Dataset excerpt:
________________________
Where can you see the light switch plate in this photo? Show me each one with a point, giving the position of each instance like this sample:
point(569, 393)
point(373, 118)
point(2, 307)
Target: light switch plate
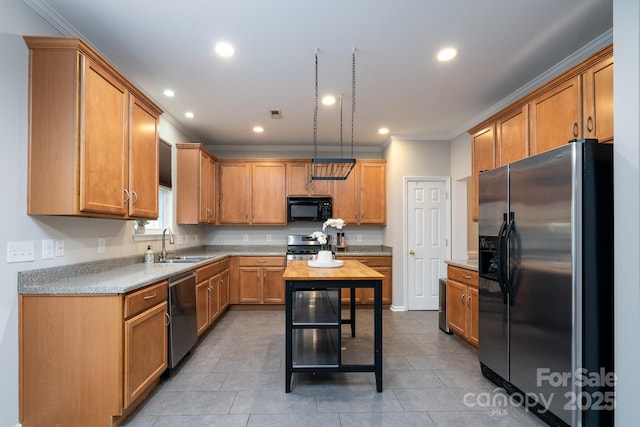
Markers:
point(20, 251)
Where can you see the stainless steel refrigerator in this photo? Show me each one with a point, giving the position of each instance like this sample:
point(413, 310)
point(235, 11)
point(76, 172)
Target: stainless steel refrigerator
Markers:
point(546, 281)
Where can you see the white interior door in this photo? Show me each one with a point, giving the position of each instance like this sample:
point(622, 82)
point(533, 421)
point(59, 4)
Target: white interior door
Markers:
point(427, 240)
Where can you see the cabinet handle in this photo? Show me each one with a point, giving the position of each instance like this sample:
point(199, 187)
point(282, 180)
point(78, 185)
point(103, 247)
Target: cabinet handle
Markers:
point(589, 124)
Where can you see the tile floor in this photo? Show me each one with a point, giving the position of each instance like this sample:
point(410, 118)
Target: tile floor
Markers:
point(236, 377)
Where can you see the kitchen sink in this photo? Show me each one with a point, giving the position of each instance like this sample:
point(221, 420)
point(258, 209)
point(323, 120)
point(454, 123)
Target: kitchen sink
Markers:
point(187, 259)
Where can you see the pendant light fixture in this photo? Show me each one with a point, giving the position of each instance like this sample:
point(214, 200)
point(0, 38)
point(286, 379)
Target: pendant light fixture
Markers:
point(334, 169)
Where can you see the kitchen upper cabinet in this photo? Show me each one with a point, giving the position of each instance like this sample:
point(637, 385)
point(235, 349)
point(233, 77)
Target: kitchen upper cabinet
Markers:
point(268, 193)
point(556, 116)
point(299, 182)
point(483, 158)
point(196, 186)
point(512, 136)
point(93, 137)
point(598, 101)
point(252, 193)
point(361, 198)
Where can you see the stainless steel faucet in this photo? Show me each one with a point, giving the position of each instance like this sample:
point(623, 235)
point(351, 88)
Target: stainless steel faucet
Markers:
point(163, 254)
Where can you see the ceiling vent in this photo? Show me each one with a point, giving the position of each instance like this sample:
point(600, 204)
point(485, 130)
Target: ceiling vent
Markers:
point(276, 114)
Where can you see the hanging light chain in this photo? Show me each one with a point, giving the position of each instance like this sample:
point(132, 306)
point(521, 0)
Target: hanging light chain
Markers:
point(353, 93)
point(315, 111)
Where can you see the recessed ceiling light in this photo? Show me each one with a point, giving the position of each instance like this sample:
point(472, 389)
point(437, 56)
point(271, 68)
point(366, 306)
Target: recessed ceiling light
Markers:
point(225, 49)
point(447, 54)
point(329, 100)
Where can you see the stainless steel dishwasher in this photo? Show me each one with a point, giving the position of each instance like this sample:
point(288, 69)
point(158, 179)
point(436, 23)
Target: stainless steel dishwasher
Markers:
point(183, 333)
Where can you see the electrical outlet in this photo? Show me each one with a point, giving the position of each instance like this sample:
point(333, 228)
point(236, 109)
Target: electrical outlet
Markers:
point(20, 251)
point(47, 249)
point(59, 247)
point(101, 245)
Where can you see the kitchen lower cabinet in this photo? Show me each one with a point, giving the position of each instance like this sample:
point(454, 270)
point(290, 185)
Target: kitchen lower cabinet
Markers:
point(462, 303)
point(259, 280)
point(90, 359)
point(382, 264)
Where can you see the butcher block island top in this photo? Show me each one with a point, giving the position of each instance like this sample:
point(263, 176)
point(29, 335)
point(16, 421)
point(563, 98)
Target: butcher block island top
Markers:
point(351, 270)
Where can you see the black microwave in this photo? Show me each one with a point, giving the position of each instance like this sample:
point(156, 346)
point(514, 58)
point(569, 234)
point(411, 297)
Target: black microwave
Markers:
point(313, 209)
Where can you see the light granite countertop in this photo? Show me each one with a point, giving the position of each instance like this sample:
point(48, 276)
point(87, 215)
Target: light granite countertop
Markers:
point(119, 276)
point(469, 264)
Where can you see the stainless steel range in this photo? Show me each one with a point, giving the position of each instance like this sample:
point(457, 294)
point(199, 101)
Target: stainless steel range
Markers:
point(302, 247)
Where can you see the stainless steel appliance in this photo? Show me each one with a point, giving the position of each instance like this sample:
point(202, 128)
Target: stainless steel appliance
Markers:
point(546, 281)
point(302, 247)
point(183, 330)
point(442, 310)
point(309, 209)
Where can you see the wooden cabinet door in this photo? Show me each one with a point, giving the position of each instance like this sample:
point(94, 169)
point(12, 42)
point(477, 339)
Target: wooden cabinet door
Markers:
point(482, 158)
point(268, 193)
point(598, 101)
point(556, 116)
point(273, 285)
point(249, 285)
point(346, 198)
point(234, 202)
point(104, 152)
point(512, 136)
point(224, 289)
point(143, 161)
point(202, 306)
point(472, 315)
point(456, 307)
point(373, 198)
point(145, 350)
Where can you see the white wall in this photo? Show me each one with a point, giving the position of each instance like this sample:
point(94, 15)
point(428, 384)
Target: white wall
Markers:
point(626, 38)
point(408, 158)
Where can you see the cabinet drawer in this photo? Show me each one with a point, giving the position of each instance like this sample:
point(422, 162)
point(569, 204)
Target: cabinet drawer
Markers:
point(370, 261)
point(252, 261)
point(139, 301)
point(208, 271)
point(462, 275)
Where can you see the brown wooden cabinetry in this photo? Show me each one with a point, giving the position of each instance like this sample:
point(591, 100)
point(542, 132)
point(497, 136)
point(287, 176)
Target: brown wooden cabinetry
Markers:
point(362, 198)
point(259, 280)
point(93, 136)
point(106, 351)
point(382, 264)
point(462, 303)
point(299, 182)
point(196, 186)
point(483, 158)
point(252, 193)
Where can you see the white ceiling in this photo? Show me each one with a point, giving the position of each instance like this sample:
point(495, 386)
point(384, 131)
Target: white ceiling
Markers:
point(504, 45)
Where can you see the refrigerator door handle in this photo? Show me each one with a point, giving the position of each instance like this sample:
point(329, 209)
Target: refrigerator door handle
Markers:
point(502, 258)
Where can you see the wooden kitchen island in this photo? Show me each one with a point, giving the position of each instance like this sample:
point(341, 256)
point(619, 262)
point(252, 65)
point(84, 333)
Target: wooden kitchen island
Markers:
point(313, 319)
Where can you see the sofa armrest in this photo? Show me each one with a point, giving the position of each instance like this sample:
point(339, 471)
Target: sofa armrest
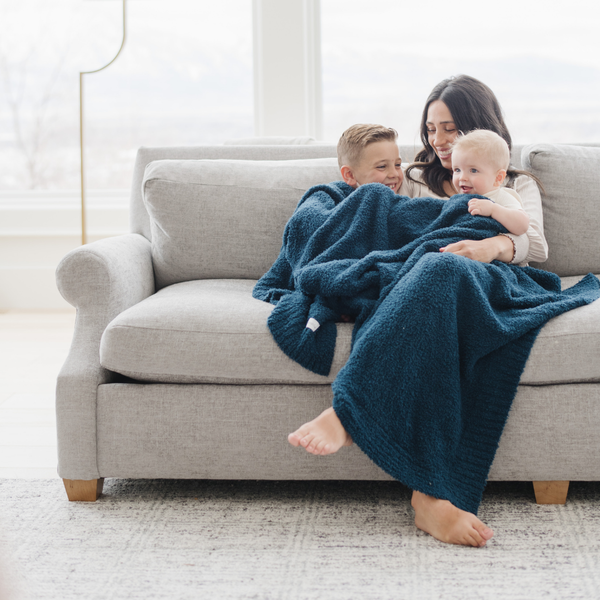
________________________
▶ _Task statement_: Count the lines in the dataset excerpt above that contain the string "island", treating case as significant. Reply with the number only.

▶ _Response to the task_: 4